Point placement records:
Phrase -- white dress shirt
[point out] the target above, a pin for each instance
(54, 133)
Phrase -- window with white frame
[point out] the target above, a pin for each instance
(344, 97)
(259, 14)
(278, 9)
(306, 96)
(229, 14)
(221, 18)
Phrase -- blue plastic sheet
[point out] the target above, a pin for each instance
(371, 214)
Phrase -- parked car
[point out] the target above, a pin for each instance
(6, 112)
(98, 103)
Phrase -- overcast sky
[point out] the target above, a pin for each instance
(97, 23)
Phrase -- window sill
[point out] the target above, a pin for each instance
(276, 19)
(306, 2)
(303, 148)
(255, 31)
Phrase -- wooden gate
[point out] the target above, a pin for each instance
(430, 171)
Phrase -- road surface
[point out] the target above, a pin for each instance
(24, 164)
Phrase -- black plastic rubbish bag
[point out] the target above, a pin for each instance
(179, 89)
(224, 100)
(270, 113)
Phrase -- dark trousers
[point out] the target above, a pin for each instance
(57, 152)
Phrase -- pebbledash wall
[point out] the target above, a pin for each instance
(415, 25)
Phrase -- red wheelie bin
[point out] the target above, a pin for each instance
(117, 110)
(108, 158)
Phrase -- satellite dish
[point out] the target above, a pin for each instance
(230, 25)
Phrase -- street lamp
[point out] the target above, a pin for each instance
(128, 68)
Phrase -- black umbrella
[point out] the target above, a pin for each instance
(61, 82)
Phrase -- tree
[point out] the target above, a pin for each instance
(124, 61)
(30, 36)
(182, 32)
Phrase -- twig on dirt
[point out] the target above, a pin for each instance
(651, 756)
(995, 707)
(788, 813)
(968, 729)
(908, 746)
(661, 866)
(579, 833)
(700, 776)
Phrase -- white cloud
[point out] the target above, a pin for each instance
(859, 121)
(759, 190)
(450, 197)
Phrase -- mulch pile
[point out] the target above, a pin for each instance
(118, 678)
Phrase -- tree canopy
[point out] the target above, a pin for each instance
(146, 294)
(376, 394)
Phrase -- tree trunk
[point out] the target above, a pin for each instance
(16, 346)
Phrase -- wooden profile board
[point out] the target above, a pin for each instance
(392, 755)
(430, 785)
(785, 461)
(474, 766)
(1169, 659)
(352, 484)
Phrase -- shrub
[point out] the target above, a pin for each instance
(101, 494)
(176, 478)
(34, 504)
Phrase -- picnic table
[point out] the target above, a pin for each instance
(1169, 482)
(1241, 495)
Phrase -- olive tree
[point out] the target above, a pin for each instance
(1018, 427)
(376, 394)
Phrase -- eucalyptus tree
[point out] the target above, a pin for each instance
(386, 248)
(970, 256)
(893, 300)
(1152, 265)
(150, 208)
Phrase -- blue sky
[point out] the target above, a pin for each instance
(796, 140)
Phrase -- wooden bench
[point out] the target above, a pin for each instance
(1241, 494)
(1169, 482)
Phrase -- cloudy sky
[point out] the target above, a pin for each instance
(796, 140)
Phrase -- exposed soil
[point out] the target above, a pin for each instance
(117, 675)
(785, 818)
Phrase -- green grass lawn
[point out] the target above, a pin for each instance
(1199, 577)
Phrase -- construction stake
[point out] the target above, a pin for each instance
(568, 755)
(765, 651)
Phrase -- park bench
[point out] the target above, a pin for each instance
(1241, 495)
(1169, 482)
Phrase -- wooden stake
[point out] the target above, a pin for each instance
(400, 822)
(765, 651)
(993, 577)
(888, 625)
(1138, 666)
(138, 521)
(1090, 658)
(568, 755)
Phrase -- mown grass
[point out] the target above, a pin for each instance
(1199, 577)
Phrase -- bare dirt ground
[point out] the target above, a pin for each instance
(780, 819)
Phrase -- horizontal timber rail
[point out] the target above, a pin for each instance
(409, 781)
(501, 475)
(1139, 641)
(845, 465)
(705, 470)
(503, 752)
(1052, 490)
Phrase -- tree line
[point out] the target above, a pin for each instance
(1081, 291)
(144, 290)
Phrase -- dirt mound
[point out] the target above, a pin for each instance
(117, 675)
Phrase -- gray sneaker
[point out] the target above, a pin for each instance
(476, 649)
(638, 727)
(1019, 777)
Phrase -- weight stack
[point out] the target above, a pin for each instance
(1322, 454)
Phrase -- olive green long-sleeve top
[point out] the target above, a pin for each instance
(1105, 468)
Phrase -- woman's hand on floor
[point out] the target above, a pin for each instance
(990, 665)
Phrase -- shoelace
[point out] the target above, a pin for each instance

* * *

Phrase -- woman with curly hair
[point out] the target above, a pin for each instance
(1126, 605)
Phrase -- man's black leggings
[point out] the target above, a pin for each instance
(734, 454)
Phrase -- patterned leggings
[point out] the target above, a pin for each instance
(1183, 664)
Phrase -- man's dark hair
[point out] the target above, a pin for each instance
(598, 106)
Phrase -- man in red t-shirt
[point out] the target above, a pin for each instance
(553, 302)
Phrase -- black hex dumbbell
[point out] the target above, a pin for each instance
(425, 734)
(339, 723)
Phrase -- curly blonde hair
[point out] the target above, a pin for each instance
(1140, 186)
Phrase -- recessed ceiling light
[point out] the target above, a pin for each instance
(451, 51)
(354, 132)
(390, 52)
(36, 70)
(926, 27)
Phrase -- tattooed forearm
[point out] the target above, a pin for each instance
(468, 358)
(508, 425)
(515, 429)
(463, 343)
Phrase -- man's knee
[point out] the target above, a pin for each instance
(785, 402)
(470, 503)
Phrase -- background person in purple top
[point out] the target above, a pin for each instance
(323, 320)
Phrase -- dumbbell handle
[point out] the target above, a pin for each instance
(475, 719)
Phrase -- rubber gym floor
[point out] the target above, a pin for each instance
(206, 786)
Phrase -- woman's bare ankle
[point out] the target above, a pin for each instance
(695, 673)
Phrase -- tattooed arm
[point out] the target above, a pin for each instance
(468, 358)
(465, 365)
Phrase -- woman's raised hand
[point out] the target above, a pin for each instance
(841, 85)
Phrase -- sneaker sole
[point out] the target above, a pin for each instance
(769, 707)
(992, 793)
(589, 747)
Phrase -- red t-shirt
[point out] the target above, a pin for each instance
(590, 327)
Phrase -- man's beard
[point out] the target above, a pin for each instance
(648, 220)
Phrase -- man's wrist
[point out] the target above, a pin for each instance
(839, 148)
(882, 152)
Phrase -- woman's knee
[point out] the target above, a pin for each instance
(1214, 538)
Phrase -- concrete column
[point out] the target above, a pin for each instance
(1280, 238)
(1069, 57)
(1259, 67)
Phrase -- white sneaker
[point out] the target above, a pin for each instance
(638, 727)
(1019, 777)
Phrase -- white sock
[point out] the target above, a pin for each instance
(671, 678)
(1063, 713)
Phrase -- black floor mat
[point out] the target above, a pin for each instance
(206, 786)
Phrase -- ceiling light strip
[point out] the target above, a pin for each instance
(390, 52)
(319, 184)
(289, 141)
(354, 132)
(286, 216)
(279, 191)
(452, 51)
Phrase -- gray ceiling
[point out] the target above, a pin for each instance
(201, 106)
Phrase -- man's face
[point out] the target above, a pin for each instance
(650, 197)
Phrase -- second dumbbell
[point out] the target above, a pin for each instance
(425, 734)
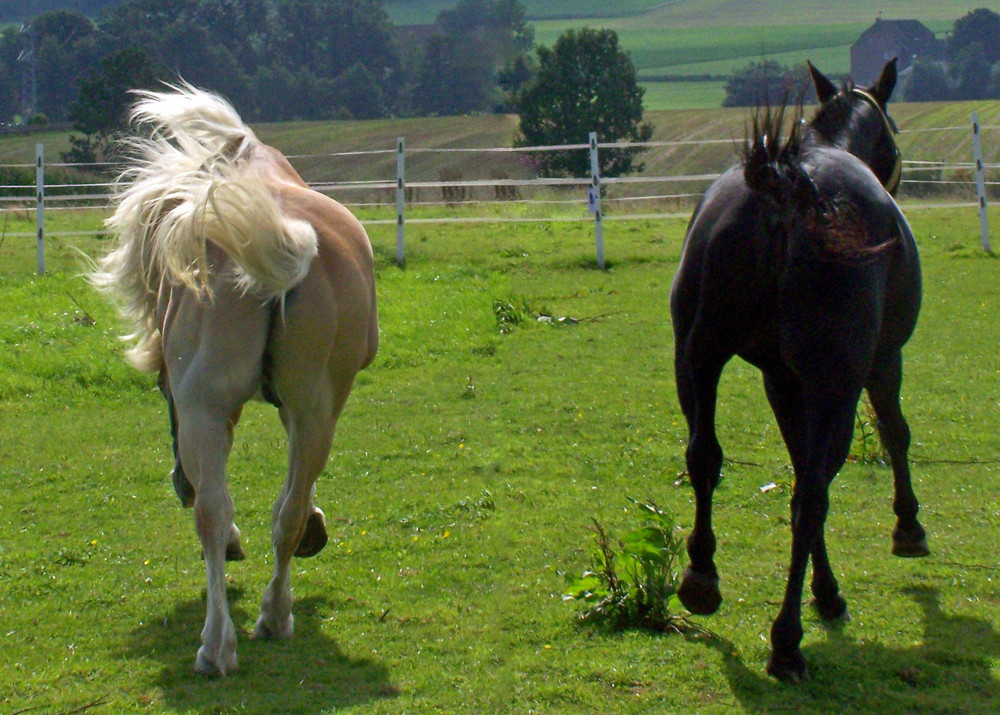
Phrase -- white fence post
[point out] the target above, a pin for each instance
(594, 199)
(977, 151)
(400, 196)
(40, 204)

==

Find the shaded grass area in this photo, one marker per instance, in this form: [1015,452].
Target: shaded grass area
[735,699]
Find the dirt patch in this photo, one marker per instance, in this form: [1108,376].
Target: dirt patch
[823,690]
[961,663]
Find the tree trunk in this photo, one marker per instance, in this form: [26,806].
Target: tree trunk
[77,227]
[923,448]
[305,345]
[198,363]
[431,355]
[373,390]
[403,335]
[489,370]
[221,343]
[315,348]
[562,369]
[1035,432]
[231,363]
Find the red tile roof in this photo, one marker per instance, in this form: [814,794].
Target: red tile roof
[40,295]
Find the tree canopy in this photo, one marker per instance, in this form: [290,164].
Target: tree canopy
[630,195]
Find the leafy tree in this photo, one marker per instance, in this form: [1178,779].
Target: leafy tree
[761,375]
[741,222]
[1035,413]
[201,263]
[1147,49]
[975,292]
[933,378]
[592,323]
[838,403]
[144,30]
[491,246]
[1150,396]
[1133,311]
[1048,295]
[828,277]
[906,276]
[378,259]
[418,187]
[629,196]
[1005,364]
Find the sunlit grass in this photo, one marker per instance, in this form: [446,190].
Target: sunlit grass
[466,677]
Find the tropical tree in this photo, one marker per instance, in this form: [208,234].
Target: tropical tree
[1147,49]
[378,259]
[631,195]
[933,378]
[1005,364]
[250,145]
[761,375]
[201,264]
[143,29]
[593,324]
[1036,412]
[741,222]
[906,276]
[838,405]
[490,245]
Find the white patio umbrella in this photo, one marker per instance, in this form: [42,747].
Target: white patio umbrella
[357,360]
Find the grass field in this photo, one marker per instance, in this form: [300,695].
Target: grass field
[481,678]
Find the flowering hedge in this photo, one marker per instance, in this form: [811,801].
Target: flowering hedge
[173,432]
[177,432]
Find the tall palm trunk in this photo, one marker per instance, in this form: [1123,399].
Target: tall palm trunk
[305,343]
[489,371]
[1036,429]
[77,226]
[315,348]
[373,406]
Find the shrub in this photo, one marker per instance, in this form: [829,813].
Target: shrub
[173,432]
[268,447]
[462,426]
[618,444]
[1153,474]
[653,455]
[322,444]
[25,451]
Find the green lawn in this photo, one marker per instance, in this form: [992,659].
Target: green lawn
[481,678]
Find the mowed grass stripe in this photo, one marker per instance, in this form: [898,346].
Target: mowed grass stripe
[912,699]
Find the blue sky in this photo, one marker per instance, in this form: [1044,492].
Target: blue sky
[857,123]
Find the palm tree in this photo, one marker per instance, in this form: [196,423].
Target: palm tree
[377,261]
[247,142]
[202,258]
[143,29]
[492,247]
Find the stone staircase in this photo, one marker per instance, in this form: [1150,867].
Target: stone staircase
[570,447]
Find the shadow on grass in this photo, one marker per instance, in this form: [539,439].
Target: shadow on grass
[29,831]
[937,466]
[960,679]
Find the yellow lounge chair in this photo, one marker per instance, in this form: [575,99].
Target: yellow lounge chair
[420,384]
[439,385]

*Task requirements*:
Which lines in the items above contain the word "black", matching case? Find them and copy each one.

*Output of the exercise*:
Phrase -- black plastic rubbish bag
Phrase -- black umbrella
Phrase -- man's black leggings
Phrase -- black hex dumbbell
Phrase -- black floor mat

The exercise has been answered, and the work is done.